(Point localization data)
◇ ◇ ◇ ◇ ◇

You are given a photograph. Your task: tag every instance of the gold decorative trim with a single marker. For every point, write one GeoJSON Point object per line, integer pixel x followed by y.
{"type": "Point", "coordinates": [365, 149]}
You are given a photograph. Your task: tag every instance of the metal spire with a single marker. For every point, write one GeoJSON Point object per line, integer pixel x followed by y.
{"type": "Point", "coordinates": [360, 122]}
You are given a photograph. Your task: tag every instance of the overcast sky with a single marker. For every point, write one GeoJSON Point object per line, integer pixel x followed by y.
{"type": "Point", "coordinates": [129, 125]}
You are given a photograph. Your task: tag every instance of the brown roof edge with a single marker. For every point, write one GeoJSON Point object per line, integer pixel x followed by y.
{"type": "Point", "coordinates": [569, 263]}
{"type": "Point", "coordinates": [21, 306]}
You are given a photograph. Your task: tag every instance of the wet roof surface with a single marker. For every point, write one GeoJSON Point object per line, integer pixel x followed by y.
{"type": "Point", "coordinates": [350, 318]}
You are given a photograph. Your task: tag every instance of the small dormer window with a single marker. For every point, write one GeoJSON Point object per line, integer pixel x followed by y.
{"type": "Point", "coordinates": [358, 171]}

◇ ◇ ◇ ◇ ◇

- Problem: Give the data again in full, exactly.

- Solution to the problem:
You are given a photograph. Your task: tag every instance of the gold decorative trim with a single marker. For every point, write one GeoJSON Point object per line, integer pixel x followed by y.
{"type": "Point", "coordinates": [365, 149]}
You are given a photograph. Your task: tag every instance of the metal spire with a single marker. For every point, write one GeoJSON Point object per line, integer pixel x followed by y.
{"type": "Point", "coordinates": [360, 122]}
You are given a photograph. Your task: tag every instance of the overcast sky with a single marker. For every point, write one GeoJSON Point object per line, integer pixel x followed by y.
{"type": "Point", "coordinates": [129, 125]}
You are given a photograph. Your task: tag every instance of the brown roof edge with a single marker. For every point, write one GeoJSON Point object per line, integer pixel x followed by y.
{"type": "Point", "coordinates": [569, 263]}
{"type": "Point", "coordinates": [21, 306]}
You are given a photograph. Your task: tag every instance of the wet roof surface with a single marker. For every point, write one GeoJSON Point object per line, integer pixel x followed by y.
{"type": "Point", "coordinates": [350, 318]}
You are given a photograph. Your task: tag every instance of the small dormer window with a single marker. For every point, write one GeoJSON Point object per line, integer pixel x followed by y.
{"type": "Point", "coordinates": [358, 171]}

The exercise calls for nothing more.